(What needs to be done): Reproduce the closing part of the entries exactly: the line with "of the clarinet" and all lines after it, ending with the last line, and nothing else.

(Data supplied):
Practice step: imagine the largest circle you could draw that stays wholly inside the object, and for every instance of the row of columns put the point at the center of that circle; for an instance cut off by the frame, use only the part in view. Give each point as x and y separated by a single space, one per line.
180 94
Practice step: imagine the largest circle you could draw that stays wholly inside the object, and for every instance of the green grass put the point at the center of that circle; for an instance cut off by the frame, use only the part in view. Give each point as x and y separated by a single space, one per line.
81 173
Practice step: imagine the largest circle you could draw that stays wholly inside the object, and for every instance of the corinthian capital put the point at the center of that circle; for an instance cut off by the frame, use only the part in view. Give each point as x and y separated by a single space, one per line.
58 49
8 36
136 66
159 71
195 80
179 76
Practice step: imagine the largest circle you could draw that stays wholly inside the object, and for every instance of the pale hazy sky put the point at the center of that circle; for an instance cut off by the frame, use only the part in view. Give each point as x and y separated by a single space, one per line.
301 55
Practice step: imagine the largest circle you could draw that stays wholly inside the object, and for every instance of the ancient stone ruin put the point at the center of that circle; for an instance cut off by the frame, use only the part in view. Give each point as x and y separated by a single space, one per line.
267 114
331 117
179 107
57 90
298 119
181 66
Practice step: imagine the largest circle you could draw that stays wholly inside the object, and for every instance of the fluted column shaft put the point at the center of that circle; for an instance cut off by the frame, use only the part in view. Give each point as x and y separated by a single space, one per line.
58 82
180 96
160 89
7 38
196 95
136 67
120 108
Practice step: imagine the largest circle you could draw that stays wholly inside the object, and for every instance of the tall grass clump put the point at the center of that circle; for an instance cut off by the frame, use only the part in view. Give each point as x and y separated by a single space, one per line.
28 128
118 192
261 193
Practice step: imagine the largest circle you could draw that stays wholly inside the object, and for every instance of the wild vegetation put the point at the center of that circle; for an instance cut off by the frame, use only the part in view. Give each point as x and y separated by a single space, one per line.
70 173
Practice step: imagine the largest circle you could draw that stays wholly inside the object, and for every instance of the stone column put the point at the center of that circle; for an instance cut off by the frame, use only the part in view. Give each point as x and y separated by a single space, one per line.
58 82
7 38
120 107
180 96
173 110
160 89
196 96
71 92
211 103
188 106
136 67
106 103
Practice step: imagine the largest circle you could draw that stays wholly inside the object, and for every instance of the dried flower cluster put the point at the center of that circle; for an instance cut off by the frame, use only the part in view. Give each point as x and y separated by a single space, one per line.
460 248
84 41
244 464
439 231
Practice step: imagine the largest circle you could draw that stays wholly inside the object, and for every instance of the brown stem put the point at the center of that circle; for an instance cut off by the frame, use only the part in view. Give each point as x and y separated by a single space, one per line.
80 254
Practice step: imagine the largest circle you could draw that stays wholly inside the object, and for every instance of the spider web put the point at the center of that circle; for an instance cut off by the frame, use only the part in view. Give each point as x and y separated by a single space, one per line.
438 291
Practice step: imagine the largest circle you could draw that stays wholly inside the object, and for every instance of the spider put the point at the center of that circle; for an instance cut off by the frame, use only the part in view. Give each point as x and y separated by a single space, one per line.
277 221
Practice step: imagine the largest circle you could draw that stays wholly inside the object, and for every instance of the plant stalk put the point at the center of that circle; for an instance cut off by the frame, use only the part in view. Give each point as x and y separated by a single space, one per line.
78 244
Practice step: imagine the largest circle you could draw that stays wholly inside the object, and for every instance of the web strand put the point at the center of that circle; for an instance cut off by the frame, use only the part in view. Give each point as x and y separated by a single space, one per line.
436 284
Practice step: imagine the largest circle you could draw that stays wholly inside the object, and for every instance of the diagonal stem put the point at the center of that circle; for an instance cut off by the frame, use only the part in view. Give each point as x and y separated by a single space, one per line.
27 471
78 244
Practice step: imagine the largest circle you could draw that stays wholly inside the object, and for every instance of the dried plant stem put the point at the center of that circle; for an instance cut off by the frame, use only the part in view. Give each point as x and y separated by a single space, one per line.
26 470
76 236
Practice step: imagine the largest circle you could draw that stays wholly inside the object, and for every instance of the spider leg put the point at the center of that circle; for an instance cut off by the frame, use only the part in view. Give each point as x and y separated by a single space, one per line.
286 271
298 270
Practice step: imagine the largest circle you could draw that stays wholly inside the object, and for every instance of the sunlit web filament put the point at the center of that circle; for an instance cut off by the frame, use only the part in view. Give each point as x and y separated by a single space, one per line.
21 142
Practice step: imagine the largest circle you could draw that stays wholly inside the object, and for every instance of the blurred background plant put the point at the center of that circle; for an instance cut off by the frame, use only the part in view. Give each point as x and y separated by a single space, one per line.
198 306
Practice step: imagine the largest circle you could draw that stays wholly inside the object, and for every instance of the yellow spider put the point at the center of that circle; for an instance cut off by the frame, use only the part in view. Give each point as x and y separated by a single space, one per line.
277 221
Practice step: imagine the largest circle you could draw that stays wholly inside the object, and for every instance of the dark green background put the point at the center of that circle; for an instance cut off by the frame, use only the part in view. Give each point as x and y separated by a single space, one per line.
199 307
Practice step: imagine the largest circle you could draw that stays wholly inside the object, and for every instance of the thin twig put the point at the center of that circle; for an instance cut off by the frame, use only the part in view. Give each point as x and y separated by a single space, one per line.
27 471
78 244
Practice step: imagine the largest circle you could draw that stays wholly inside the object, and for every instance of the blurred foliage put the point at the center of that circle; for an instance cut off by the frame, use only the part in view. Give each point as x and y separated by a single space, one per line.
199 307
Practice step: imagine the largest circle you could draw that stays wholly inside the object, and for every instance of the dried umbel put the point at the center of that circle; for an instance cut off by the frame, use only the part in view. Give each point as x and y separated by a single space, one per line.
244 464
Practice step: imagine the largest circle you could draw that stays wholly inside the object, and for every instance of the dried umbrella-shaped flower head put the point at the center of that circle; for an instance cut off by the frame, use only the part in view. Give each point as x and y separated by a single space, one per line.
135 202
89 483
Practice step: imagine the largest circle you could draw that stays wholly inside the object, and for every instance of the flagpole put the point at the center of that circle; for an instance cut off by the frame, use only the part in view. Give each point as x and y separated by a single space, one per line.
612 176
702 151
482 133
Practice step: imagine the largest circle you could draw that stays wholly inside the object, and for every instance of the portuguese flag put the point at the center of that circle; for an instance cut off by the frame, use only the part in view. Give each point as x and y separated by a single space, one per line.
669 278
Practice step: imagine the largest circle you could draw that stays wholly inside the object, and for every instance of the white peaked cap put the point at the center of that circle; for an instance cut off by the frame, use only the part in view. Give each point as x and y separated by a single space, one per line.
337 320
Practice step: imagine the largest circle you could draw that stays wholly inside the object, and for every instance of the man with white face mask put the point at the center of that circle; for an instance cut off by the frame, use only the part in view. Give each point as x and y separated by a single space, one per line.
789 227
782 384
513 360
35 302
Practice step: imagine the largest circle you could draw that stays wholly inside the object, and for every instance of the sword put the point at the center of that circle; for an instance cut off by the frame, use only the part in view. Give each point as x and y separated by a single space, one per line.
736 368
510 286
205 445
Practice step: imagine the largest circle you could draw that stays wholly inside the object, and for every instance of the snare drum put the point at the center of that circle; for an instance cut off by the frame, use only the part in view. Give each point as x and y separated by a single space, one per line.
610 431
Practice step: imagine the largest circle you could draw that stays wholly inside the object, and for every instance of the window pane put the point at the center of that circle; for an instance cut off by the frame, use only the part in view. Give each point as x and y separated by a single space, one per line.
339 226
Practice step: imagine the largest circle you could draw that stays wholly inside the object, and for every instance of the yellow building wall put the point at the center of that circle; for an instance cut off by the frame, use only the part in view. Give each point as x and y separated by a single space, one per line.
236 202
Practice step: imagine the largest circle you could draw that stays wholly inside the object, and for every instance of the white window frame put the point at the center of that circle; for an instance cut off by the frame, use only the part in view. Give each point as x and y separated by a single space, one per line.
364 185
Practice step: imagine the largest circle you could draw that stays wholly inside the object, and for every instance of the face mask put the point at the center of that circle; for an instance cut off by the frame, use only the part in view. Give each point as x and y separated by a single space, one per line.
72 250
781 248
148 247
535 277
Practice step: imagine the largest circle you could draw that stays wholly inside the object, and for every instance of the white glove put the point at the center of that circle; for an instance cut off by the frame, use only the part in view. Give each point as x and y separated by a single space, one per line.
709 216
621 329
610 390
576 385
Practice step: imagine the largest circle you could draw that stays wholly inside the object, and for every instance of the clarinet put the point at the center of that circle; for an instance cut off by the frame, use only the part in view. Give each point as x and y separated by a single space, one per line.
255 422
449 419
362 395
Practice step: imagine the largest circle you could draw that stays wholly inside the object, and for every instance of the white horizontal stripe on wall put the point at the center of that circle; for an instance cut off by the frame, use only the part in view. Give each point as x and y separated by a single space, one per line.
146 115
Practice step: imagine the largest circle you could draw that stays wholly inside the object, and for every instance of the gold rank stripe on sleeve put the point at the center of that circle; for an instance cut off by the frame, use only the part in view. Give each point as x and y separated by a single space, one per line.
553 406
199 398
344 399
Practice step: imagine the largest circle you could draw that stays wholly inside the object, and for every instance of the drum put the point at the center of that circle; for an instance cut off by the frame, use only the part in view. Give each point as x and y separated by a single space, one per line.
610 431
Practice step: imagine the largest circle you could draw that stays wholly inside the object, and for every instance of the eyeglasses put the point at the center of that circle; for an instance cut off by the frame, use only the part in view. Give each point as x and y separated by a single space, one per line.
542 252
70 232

(Finished task):
Practice step: imagine the largest circle you could draw that stays wholly inside the object, and for every instance of the clarinet put the point at the center of that circle; for an instance cut off by the frame, use only the part in view. Give each point as x and y separated by a single space, one per line.
255 422
449 419
362 395
Practice step: imagine the largest circle you could draw that stays wholly inside the object, and for every instance of the white horizontal stripe on wall put the point at the center of that circle; for an instance cut off by the frame, use only the part in view. Give each point as x and y separated by a single space, one per line.
146 115
Practice step: imagine the largest circle you could draw that stays wholly inside the object, and for every instance of the gold rank stripe on sleeve put the point at the center of that circle; for an instance cut off by the frame, use only the part in view. Give each point as x and y separated by a single space, one per line.
553 406
199 398
344 399
Practice step: imagine the largest circle you could draw that stays wholly inside the object, and for every instance of the drum put the point at the center of that circle; for an instance cut off by the frame, use only the part in view. Give each point as x and y separated by a single space, one per line.
610 431
Practice step: imagine the largest circle you could draw that stays wholly inside the object, and for every instance of the eyeglasses put the point at the center of that circle; for an instance cut off by the frame, use only the part in view. Give each point as x and y separated by a single space, one per line.
542 252
70 232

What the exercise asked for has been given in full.